Work to complete | Copy out exactly each line from the line with "Target: grass slope" through the last line of the material below.
:: Supplied material
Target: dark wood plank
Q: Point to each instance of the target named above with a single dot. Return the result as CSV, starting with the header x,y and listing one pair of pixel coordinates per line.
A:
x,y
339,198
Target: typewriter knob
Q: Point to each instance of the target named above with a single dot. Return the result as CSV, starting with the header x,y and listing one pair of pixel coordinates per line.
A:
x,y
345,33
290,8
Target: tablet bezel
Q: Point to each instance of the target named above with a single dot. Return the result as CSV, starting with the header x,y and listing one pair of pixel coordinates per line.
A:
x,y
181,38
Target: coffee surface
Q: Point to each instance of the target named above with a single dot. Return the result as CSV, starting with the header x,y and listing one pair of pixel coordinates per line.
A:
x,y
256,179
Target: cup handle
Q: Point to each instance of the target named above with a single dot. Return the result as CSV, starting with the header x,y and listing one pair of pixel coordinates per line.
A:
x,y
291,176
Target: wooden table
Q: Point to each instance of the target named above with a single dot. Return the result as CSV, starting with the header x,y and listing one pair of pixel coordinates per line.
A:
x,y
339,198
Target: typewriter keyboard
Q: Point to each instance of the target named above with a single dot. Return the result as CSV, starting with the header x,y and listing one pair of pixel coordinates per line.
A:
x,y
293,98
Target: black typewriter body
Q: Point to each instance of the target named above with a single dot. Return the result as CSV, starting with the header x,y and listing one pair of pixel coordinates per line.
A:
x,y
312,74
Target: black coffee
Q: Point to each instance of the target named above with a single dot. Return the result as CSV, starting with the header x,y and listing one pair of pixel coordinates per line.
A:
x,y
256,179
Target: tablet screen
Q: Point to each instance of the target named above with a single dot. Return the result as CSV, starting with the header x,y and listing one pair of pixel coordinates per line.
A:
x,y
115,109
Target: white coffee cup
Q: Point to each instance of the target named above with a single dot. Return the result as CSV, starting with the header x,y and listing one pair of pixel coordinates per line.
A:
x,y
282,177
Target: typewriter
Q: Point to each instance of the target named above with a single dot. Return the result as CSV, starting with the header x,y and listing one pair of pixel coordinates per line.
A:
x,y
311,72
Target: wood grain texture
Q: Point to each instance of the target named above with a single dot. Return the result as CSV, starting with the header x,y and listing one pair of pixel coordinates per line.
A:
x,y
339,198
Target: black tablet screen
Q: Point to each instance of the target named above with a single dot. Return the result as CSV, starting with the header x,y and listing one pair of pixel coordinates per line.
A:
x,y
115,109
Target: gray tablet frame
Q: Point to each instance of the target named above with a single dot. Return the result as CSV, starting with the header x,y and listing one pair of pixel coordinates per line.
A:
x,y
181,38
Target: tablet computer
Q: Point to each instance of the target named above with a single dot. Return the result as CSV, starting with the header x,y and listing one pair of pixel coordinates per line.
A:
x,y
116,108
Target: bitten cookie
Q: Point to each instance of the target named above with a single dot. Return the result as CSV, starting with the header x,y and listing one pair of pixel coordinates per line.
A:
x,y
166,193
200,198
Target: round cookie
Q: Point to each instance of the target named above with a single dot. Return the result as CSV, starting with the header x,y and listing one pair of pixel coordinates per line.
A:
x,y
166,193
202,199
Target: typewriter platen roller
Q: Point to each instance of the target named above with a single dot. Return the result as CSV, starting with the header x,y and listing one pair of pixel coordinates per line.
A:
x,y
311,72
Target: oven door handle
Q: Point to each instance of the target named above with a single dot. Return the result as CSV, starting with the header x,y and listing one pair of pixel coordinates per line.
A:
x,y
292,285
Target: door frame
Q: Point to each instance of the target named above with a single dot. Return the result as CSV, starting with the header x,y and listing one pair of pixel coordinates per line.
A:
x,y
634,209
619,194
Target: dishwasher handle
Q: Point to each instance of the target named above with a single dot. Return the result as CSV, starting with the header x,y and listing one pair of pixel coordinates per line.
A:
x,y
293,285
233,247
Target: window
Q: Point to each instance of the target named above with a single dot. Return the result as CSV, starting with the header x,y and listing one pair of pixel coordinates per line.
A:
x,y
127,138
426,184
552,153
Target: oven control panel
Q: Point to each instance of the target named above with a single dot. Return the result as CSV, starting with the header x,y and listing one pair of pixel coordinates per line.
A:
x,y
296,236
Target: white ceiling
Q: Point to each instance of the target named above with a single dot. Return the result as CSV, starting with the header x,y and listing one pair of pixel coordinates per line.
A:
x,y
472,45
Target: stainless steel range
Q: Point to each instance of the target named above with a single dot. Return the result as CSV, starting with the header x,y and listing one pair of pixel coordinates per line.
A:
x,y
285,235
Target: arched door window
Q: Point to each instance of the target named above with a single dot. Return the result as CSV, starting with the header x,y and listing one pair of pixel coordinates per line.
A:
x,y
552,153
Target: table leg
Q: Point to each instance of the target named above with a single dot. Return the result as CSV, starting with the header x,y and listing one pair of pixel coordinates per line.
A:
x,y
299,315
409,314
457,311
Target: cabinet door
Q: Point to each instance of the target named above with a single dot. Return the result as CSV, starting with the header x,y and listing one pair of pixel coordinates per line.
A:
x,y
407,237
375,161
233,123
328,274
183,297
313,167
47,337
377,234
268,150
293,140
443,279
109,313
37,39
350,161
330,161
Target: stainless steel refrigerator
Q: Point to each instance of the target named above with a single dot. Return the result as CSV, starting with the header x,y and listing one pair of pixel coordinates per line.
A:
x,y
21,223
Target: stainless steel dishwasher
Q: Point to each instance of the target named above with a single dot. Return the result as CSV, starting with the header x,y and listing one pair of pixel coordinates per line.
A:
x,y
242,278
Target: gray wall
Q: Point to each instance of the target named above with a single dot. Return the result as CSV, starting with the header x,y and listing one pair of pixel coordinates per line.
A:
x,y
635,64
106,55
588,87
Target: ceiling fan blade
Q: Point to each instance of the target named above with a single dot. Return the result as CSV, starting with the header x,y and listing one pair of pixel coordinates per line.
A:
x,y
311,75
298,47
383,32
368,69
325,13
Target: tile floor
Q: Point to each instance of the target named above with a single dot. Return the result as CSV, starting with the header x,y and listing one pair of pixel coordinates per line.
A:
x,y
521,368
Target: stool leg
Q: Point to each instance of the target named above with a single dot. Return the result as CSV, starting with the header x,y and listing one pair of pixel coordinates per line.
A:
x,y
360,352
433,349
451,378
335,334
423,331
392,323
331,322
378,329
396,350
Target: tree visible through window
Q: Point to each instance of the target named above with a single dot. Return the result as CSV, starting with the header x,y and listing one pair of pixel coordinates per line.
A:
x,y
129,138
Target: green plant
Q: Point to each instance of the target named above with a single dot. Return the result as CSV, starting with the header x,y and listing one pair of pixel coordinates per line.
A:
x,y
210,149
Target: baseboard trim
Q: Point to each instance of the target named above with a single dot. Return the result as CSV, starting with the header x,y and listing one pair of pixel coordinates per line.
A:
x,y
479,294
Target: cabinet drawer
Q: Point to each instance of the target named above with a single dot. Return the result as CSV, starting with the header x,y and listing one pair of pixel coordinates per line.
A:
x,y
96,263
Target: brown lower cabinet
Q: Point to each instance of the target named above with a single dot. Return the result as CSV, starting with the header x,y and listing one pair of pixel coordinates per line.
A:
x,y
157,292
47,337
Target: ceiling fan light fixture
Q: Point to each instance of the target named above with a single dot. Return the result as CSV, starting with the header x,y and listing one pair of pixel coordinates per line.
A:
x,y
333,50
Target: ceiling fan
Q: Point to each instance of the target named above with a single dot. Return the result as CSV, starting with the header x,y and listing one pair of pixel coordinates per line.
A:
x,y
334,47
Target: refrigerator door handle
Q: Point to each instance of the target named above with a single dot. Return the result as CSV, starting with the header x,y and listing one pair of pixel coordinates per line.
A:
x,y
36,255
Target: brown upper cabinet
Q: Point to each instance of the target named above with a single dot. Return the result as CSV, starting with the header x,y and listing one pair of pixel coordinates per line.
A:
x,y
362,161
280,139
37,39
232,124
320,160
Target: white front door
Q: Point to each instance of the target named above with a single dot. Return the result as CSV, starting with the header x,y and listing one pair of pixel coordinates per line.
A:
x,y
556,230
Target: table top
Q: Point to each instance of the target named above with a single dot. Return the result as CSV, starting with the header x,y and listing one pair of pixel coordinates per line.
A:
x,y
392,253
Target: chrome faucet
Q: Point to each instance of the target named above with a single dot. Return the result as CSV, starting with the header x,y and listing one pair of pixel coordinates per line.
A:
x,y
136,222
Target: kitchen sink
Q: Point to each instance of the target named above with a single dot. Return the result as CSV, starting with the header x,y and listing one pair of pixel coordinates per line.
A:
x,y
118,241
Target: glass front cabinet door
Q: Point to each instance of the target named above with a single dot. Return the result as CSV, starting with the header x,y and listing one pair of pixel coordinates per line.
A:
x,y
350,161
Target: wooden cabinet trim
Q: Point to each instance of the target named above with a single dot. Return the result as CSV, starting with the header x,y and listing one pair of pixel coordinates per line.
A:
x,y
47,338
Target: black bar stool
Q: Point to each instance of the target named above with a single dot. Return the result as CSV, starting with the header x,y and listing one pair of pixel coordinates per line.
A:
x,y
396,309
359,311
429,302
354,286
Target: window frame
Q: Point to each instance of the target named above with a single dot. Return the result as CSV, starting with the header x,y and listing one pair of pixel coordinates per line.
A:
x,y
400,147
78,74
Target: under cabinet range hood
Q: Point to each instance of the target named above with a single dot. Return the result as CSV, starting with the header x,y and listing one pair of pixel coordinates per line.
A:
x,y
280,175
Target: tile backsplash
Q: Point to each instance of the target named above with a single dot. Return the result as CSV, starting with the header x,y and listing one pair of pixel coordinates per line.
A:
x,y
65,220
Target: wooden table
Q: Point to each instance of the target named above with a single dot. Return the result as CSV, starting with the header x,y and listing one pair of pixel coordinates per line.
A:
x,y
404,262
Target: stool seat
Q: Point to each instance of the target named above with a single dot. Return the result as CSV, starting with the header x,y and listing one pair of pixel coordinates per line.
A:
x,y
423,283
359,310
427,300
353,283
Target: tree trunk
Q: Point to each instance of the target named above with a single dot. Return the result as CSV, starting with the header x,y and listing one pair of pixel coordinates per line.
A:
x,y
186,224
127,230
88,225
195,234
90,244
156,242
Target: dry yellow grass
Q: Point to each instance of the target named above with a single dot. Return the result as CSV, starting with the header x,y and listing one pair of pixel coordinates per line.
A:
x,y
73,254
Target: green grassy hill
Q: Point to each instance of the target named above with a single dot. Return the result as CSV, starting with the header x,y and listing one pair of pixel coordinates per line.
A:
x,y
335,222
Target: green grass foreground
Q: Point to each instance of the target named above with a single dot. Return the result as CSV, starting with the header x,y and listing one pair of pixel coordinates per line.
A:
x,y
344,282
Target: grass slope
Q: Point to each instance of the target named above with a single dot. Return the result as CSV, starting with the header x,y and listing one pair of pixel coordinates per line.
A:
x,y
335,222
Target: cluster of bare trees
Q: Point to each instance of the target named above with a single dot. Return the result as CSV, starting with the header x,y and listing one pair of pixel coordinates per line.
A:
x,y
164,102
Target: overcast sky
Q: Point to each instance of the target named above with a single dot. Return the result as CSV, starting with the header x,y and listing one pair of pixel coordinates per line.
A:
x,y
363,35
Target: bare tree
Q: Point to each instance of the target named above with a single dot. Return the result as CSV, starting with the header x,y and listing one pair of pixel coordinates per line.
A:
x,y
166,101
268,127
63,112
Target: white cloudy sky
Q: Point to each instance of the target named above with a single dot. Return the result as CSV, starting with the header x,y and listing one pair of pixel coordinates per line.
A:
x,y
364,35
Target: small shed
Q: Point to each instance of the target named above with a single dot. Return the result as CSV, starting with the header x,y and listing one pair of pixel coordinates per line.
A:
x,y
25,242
::::
Task output |
Target: grass slope
Q: Point to each instance of the target named above with a single dot. Return the result as CSV, starting with the header x,y and listing one pair of pixel coordinates per line.
A:
x,y
335,222
Target: cluster of bare trees
Q: Point to each instance of the target named above with a single dot. Return the result as CSV, starting with the header x,y and listing one pair of pixel coordinates per line.
A:
x,y
164,102
Target: overcast sky
Q: Point to each instance of the target named above with a single dot. Return the result as CSV, starting with the header x,y and listing one pair of pixel coordinates per line.
A:
x,y
363,35
Target: bare tree
Q: Point to each instance of the target named above with a single dot. Return the result as CSV, starting with the header x,y and listing one pair of pixel coordinates per line.
A:
x,y
166,101
268,127
63,112
Target: white cloudy sky
Q: Point to each instance of the target named above with a single dot. Return the result as CSV, starting with the header x,y and listing one pair of pixel coordinates per line.
A:
x,y
364,35
Target: small shed
Q: Point to each instance of the target named above with a single dot. Return the result as CSV, starting with the header x,y and listing one pair of pixel coordinates per line.
A:
x,y
25,242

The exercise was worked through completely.